PROVIDED TEXT
::::::::

1 The words of Amos, who was among the sheepbreeders of Tekoa, which he saw concerning Israel in the days of Uzziah king of Judah, and in the days of Jeroboam the son of Joash, king of Israel, two years before the earthquake. 2 And he said: “The LORD roars from Zion, And utters His voice from Jerusalem; The pastures of the shepherds mourn, And the top of Carmel withers.” 3 Thus says the LORD: “For three transgressions of Damascus, and for four, I will not turn away its punishment, Because they have threshed Gilead with implements of iron. 4 But I will send a fire into the house of Hazael, Which shall devour the palaces of Ben-Hadad. 5 I will also break the gate bar of Damascus, And cut off the inhabitant from the Valley of Aven, And the one who holds the scepter from Beth Eden. The people of Syria shall go captive to Kir,” Says the LORD. 6 Thus says the LORD: “For three transgressions of Gaza, and for four, I will not turn away its punishment, Because they took captive the whole captivity To deliver them up to Edom. 7 But I will send a fire upon the wall of Gaza, Which shall devour its palaces. 8 I will cut off the inhabitant from Ashdod, And the one who holds the scepter from Ashkelon; I will turn My hand against Ekron, And the remnant of the Philistines shall perish,” Says the Lord GOD. 9 Thus says the LORD: “For three transgressions of Tyre, and for four, I will not turn away its punishment, Because they delivered up the whole captivity to Edom, And did not remember the covenant of brotherhood. 10 But I will send a fire upon the wall of Tyre, Which shall devour its palaces.” 11 Thus says the LORD: “For three transgressions of Edom, and for four, I will not turn away its punishment, Because he pursued his brother with the sword, And cast off all pity; His anger tore perpetually, And he kept his wrath forever. 12 But I will send a fire upon Teman, Which shall devour the palaces of Bozrah.”

::::::::

(Data for point localization)
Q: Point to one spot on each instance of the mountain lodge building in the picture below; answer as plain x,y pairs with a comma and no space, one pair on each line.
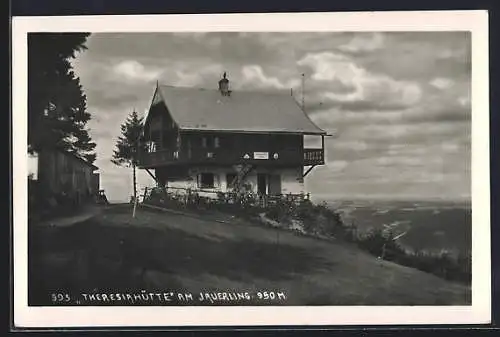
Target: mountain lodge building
218,140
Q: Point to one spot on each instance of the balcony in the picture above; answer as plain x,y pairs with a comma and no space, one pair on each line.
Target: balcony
220,156
314,157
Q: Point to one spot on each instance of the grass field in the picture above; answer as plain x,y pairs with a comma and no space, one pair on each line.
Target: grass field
159,251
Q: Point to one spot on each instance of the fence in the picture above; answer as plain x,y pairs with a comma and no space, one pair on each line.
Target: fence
186,197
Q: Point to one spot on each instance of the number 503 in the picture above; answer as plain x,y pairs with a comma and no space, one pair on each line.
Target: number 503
60,298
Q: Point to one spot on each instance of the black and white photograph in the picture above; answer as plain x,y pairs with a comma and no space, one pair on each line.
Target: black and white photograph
242,166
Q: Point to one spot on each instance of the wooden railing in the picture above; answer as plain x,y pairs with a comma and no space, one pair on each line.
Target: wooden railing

::::::::

AIM OF THE TASK
Copy out the entire Amos passage word for word. This data has no connection to the Amos passage.

RESULT FOR THIS EXERCISE
1 The words of Amos, who was among the sheepbreeders of Tekoa, which he saw concerning Israel in the days of Uzziah king of Judah, and in the days of Jeroboam the son of Joash, king of Israel, two years before the earthquake. 2 And he said: “The LORD roars from Zion, And utters His voice from Jerusalem; The pastures of the shepherds mourn, And the top of Carmel withers.” 3 Thus says the LORD: “For three transgressions of Damascus, and for four, I will not turn away its punishment, Because they have threshed Gilead with implements of iron. 4 But I will send a fire into the house of Hazael, Which shall devour the palaces of Ben-Hadad. 5 I will also break the gate bar of Damascus, And cut off the inhabitant from the Valley of Aven, And the one who holds the scepter from Beth Eden. The people of Syria shall go captive to Kir,” Says the LORD. 6 Thus says the LORD: “For three transgressions of Gaza, and for four, I will not turn away its punishment, Because they took captive the whole captivity To deliver them up to Edom. 7 But I will send a fire upon the wall of Gaza, Which shall devour its palaces. 8 I will cut off the inhabitant from Ashdod, And the one who holds the scepter from Ashkelon; I will turn My hand against Ekron, And the remnant of the Philistines shall perish,” Says the Lord GOD. 9 Thus says the LORD: “For three transgressions of Tyre, and for four, I will not turn away its punishment, Because they delivered up the whole captivity to Edom, And did not remember the covenant of brotherhood. 10 But I will send a fire upon the wall of Tyre, Which shall devour its palaces.” 11 Thus says the LORD: “For three transgressions of Edom, and for four, I will not turn away its punishment, Because he pursued his brother with the sword, And cast off all pity; His anger tore perpetually, And he kept his wrath forever. 12 But I will send a fire upon Teman, Which shall devour the palaces of Bozrah.”